Instructions for the task :: Repeat each entry exactly and drop the pictures.

++++

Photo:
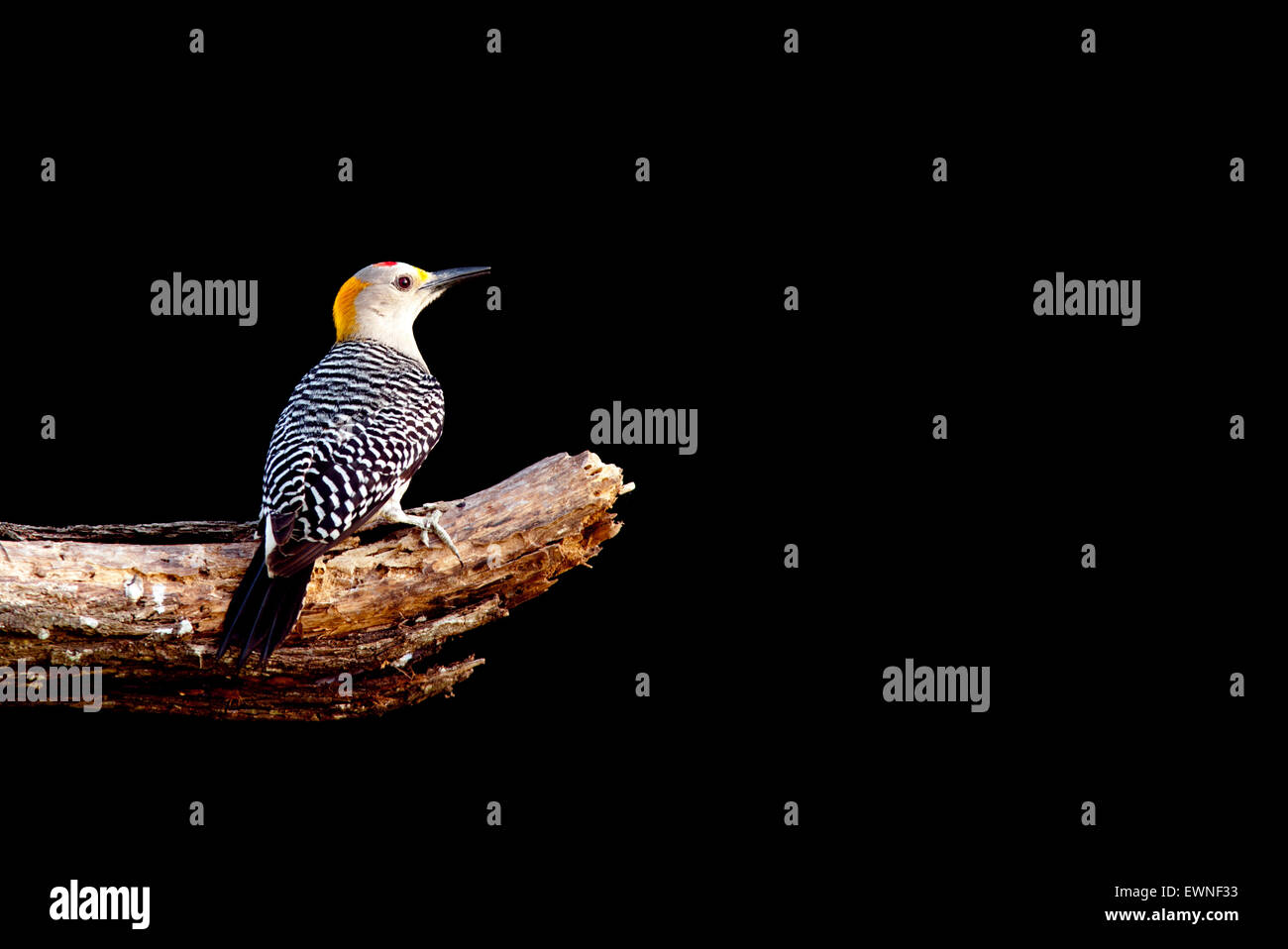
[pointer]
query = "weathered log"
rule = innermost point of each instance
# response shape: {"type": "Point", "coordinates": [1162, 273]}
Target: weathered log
{"type": "Point", "coordinates": [146, 601]}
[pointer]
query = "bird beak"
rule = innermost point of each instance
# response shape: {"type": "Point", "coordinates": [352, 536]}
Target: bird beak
{"type": "Point", "coordinates": [442, 279]}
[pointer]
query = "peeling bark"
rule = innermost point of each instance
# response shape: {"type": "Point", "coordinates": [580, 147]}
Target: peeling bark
{"type": "Point", "coordinates": [146, 601]}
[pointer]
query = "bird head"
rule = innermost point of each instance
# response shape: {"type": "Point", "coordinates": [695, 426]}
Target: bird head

++++

Output for this exercise ::
Photo:
[pointer]
query = "weathered log"
rule = innermost point of each instance
# response shape: {"type": "Point", "coordinates": [1162, 273]}
Target: weathered log
{"type": "Point", "coordinates": [146, 601]}
[pointer]
query = "bird beak"
rule = innermost point of each instance
# response shape: {"type": "Point", "coordinates": [352, 536]}
Target: bird beak
{"type": "Point", "coordinates": [442, 279]}
[pointer]
query = "peeling bark"
rule = innermost point of each instance
# response shape: {"type": "Point", "coordinates": [580, 147]}
Target: peeling bark
{"type": "Point", "coordinates": [146, 601]}
[pointer]
query = "bird head"
rule = innermost point of each instance
# response shape: {"type": "Point", "coordinates": [695, 426]}
Target: bird head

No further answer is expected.